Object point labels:
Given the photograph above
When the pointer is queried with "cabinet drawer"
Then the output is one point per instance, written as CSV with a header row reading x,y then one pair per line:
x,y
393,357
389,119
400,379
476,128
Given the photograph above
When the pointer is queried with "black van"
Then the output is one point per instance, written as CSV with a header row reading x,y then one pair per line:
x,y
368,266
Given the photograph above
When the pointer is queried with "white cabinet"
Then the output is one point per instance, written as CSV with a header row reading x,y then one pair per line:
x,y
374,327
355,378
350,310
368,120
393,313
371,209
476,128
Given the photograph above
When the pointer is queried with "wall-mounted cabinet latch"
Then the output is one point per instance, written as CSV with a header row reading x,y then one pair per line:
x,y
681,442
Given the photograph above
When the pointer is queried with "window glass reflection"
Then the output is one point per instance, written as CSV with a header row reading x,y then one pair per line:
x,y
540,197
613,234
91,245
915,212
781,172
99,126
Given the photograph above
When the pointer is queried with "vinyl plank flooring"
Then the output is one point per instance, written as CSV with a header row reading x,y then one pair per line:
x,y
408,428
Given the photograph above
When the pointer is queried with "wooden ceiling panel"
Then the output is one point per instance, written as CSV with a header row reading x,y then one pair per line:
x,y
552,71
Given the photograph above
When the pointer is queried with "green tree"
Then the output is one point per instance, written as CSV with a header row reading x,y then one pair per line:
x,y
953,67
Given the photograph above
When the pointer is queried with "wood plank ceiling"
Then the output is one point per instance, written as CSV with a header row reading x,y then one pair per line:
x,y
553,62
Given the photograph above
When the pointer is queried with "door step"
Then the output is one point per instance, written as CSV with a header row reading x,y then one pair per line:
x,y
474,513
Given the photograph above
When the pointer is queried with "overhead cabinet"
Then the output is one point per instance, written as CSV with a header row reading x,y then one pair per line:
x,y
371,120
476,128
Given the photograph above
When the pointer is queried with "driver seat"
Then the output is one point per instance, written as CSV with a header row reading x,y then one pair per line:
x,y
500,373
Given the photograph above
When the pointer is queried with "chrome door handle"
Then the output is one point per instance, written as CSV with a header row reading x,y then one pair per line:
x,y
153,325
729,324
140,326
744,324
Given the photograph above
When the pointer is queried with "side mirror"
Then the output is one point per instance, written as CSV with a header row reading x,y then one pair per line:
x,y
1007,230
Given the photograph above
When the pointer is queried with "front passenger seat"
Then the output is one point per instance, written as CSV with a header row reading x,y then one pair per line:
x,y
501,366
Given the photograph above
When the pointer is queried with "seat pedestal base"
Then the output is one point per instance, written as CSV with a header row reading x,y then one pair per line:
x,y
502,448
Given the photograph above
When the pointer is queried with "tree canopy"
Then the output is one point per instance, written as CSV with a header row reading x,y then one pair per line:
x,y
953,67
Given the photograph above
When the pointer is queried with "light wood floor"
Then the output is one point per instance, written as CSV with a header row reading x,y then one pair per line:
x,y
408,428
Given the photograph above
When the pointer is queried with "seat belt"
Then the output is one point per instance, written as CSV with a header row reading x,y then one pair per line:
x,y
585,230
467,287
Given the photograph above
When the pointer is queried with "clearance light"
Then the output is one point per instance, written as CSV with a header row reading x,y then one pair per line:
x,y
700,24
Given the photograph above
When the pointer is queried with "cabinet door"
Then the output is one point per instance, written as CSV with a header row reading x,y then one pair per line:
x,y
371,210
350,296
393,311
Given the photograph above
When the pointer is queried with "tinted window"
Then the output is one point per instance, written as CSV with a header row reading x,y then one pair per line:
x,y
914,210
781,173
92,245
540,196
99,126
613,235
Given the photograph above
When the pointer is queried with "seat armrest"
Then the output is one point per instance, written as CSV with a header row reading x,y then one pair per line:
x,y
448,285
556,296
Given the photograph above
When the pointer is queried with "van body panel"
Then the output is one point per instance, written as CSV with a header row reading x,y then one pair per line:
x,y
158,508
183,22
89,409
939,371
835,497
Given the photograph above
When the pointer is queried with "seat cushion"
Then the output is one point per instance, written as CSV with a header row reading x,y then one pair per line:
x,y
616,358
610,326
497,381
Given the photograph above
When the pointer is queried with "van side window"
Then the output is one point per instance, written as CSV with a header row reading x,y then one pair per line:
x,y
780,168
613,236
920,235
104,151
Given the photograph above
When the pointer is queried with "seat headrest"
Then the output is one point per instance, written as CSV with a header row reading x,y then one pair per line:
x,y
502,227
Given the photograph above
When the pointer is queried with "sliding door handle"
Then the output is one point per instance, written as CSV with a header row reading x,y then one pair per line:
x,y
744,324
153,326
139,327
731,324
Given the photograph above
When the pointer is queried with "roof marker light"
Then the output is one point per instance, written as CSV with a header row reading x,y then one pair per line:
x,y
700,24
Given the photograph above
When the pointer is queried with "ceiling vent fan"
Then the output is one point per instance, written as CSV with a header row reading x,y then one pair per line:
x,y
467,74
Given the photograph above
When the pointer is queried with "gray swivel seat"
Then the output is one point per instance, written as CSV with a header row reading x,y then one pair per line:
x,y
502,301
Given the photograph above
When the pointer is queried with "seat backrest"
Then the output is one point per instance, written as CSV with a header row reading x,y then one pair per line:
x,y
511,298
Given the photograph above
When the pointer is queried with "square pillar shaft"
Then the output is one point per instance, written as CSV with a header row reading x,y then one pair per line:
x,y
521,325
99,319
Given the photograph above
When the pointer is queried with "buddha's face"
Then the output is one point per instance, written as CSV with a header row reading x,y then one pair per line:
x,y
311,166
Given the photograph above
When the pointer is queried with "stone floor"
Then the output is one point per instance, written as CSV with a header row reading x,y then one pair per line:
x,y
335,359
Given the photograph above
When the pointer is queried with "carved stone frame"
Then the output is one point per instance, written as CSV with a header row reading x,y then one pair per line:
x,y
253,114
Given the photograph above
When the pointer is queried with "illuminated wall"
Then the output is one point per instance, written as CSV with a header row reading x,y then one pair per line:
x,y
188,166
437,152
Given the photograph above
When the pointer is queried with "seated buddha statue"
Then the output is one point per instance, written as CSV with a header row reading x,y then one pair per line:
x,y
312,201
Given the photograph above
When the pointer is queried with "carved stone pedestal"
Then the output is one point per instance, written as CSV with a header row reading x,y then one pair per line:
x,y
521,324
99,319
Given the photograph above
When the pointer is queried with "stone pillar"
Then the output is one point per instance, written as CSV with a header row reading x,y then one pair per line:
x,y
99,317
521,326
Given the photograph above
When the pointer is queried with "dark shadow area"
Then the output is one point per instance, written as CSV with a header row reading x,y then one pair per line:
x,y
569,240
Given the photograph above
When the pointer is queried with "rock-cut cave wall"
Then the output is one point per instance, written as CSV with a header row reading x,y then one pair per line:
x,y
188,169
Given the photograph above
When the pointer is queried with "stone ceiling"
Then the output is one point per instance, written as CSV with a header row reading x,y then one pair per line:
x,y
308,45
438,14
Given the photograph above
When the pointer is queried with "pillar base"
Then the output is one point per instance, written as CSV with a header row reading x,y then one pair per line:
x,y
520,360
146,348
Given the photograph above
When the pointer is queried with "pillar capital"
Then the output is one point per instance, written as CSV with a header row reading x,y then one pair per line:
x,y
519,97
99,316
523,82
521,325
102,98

--

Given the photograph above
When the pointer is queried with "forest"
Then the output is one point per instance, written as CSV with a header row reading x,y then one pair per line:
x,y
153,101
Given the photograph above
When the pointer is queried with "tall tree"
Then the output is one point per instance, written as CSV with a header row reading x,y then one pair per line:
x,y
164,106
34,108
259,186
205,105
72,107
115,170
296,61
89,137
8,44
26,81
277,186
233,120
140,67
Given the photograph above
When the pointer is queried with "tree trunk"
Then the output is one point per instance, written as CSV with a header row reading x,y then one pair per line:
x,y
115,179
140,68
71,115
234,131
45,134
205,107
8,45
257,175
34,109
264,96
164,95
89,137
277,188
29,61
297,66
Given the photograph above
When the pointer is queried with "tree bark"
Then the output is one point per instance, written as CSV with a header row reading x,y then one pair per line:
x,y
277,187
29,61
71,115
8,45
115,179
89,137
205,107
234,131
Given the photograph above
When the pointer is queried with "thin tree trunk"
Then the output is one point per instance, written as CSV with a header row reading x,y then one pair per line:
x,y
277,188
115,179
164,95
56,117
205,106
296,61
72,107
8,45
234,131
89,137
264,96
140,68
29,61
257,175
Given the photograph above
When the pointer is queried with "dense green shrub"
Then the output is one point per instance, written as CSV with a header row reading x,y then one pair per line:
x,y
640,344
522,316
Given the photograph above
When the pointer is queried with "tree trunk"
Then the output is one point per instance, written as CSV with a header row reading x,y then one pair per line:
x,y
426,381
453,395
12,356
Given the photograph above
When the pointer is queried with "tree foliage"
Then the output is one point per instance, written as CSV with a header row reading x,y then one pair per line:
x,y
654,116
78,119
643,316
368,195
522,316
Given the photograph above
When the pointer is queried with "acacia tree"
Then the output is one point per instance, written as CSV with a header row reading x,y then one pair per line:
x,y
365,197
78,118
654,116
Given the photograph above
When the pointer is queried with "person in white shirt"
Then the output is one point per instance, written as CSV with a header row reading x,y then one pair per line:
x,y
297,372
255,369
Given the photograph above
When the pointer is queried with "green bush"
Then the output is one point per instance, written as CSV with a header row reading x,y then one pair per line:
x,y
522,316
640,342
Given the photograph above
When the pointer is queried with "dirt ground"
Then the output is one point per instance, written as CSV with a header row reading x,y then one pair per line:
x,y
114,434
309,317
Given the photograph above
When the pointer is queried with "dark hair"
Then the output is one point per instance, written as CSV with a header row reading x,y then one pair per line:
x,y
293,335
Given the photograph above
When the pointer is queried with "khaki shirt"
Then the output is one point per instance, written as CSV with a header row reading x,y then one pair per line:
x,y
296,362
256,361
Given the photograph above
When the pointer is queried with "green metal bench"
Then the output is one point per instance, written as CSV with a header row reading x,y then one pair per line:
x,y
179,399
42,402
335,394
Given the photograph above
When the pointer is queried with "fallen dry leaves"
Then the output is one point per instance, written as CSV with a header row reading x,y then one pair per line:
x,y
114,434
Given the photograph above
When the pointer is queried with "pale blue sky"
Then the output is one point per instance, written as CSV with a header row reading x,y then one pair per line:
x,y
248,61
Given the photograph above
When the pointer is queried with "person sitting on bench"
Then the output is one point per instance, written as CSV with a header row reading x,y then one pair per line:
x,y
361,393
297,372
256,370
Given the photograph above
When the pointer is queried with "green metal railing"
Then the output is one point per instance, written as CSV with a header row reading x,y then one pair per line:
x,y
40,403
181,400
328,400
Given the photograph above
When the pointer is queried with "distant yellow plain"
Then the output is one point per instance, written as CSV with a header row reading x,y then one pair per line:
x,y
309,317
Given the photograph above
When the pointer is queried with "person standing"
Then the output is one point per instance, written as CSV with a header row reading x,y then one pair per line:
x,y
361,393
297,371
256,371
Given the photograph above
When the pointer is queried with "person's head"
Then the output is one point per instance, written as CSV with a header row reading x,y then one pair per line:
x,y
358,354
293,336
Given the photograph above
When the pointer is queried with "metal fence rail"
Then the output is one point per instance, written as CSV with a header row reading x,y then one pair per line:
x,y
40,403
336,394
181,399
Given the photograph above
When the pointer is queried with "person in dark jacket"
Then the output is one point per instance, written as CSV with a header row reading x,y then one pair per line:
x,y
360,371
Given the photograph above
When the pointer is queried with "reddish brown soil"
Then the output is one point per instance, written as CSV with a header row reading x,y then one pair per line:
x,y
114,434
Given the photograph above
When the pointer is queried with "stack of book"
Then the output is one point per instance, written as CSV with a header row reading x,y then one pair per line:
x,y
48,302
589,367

REQUIRED WORK: Report every line in the entries above that contains the string "side".

FINAL RESULT:
When the pointer is queried with "side mirror"
When the pointer is queried with "van side window"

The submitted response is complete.